■ Try it:
Reproduce the records below with every occurrence of "rough mask" replaced by "coarse mask", leaving all other text unchanged.

■ Dataset excerpts:
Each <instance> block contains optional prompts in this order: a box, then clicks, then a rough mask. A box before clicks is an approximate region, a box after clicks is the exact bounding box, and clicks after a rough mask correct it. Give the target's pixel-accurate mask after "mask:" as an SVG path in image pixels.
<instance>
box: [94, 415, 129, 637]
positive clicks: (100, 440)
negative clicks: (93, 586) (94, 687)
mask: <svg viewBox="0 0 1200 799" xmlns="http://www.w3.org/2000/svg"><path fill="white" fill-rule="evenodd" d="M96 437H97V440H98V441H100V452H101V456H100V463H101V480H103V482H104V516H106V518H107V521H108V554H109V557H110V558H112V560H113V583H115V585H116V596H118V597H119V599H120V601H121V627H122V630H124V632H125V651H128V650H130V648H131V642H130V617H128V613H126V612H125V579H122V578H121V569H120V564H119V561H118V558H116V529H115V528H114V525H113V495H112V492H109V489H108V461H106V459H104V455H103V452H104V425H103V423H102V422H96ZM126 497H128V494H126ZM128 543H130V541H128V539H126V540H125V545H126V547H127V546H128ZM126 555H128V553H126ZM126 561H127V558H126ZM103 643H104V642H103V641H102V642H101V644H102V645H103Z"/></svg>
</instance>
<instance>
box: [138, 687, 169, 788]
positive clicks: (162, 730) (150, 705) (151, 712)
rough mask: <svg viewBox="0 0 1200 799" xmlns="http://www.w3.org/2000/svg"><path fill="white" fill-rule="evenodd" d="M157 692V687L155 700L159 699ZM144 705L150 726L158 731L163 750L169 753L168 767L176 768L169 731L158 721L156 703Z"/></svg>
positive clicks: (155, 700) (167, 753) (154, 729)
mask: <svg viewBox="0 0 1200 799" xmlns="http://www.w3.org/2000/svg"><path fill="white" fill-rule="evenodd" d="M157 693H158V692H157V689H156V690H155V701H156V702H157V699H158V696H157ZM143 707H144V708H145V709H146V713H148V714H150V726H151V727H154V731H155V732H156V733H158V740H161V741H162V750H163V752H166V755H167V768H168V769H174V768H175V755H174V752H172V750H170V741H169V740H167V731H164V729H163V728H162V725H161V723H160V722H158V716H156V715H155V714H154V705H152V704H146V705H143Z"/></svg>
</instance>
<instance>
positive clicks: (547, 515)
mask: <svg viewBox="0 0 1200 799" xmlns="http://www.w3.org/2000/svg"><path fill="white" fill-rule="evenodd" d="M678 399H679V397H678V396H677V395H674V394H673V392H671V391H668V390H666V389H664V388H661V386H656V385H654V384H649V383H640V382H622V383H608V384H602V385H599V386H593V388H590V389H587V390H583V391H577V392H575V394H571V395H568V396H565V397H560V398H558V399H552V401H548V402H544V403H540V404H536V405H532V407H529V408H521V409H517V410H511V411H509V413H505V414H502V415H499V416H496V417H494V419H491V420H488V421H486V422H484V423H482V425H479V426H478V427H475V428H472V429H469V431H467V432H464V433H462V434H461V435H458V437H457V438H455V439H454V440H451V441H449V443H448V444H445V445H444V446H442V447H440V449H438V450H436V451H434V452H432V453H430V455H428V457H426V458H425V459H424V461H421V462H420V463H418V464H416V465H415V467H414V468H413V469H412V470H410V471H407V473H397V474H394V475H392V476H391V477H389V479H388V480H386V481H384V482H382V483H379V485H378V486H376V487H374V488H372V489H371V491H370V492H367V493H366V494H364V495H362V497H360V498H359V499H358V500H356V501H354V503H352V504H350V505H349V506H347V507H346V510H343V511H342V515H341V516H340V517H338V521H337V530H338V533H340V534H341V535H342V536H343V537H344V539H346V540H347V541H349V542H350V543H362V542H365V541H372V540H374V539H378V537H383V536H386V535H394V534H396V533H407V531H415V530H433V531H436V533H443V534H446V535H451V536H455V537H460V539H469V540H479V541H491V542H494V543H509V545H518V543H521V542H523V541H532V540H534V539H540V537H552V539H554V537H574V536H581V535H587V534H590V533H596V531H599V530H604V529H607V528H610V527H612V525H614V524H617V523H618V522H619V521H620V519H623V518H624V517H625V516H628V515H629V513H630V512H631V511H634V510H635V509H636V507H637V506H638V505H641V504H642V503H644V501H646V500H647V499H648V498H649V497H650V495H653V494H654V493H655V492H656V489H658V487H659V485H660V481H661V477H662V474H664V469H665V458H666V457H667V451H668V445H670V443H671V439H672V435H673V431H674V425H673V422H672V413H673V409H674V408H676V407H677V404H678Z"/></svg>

■ Output of the exercise:
Each <instance> block contains optional prompts in this order: a box, then clicks, then a coarse mask. A box before clicks is an approximate region, a box after clicks is the exact bounding box, and clicks after a coarse mask correct it. Give the target's pixel-accurate mask after "mask:" as an SVG path in image pixels.
<instance>
box: [94, 415, 129, 637]
positive clicks: (100, 440)
negative clicks: (93, 586) (94, 687)
mask: <svg viewBox="0 0 1200 799" xmlns="http://www.w3.org/2000/svg"><path fill="white" fill-rule="evenodd" d="M96 437H97V440H98V441H100V452H101V456H100V463H101V480H103V482H104V516H106V518H107V521H108V554H109V557H110V558H112V560H113V583H115V585H116V596H118V597H119V599H120V601H121V627H122V630H124V632H125V651H128V650H130V648H131V642H130V617H128V613H126V612H125V579H122V578H121V569H120V564H119V561H118V558H116V529H115V528H114V525H113V495H112V492H109V489H108V461H106V459H104V455H103V452H104V425H103V423H102V422H96ZM126 497H128V494H126ZM128 543H130V541H128V539H126V540H125V545H126V547H127V546H128ZM126 555H128V553H126ZM126 561H127V558H126ZM103 643H104V642H103V641H102V642H101V644H102V645H103Z"/></svg>
</instance>
<instance>
box: [138, 687, 169, 788]
positive clicks: (162, 730) (150, 705) (151, 712)
coarse mask: <svg viewBox="0 0 1200 799" xmlns="http://www.w3.org/2000/svg"><path fill="white" fill-rule="evenodd" d="M157 692V687L155 700L159 699ZM144 705L150 726L158 731L163 750L169 753L168 767L176 768L169 731L158 721L156 703Z"/></svg>
positive clicks: (155, 700) (167, 753) (154, 729)
mask: <svg viewBox="0 0 1200 799" xmlns="http://www.w3.org/2000/svg"><path fill="white" fill-rule="evenodd" d="M157 693H158V692H157V689H156V690H155V701H156V702H157V699H158V696H157ZM143 707H144V708H145V709H146V713H148V714H150V726H151V727H154V731H155V732H156V733H158V740H161V741H162V750H163V752H166V755H167V768H168V769H174V768H175V755H174V752H172V750H170V741H169V740H167V731H164V729H163V728H162V725H161V723H160V722H158V716H156V715H155V714H154V705H152V704H146V705H143Z"/></svg>
</instance>
<instance>
positive clicks: (547, 515)
mask: <svg viewBox="0 0 1200 799" xmlns="http://www.w3.org/2000/svg"><path fill="white" fill-rule="evenodd" d="M678 399H679V397H678V396H677V395H674V394H673V392H671V391H668V390H666V389H664V388H661V386H656V385H654V384H649V383H640V382H622V383H608V384H602V385H599V386H593V388H590V389H587V390H583V391H577V392H575V394H571V395H568V396H565V397H560V398H558V399H552V401H548V402H544V403H540V404H536V405H532V407H529V408H521V409H517V410H511V411H509V413H505V414H502V415H499V416H496V417H494V419H491V420H488V421H486V422H484V423H482V425H479V426H478V427H475V428H472V429H469V431H467V432H464V433H462V434H461V435H458V437H457V438H455V439H454V440H451V441H449V443H448V444H445V445H444V446H442V447H440V449H438V450H436V451H434V452H432V453H430V455H428V457H426V458H425V459H424V461H421V462H420V463H418V464H416V465H415V467H414V468H413V469H412V470H410V471H407V473H397V474H394V475H392V476H391V477H389V479H388V480H386V481H384V482H382V483H379V485H378V486H376V487H374V488H372V489H371V491H370V492H367V493H366V494H364V495H362V497H360V498H359V499H358V500H356V501H354V503H352V504H350V505H349V506H347V507H346V510H343V511H342V515H341V516H340V517H338V521H337V530H338V533H340V534H341V535H342V536H343V537H344V539H346V540H347V541H349V542H350V543H362V542H365V541H372V540H374V539H378V537H383V536H386V535H394V534H396V533H407V531H415V530H433V531H436V533H443V534H446V535H451V536H455V537H460V539H469V540H479V541H491V542H494V543H509V545H518V543H521V542H523V541H532V540H534V539H540V537H552V539H554V537H574V536H581V535H587V534H590V533H596V531H599V530H604V529H607V528H610V527H612V525H614V524H617V523H618V522H619V521H620V519H623V518H624V517H625V516H628V515H629V513H630V512H631V511H634V510H635V509H636V507H637V506H638V505H641V504H642V503H644V501H646V500H647V499H648V498H649V497H650V495H653V494H654V493H655V492H656V489H658V487H659V485H660V481H661V477H662V474H664V469H665V458H666V457H667V451H668V445H670V443H671V439H672V435H673V431H674V425H673V422H672V413H673V409H674V408H676V407H677V404H678Z"/></svg>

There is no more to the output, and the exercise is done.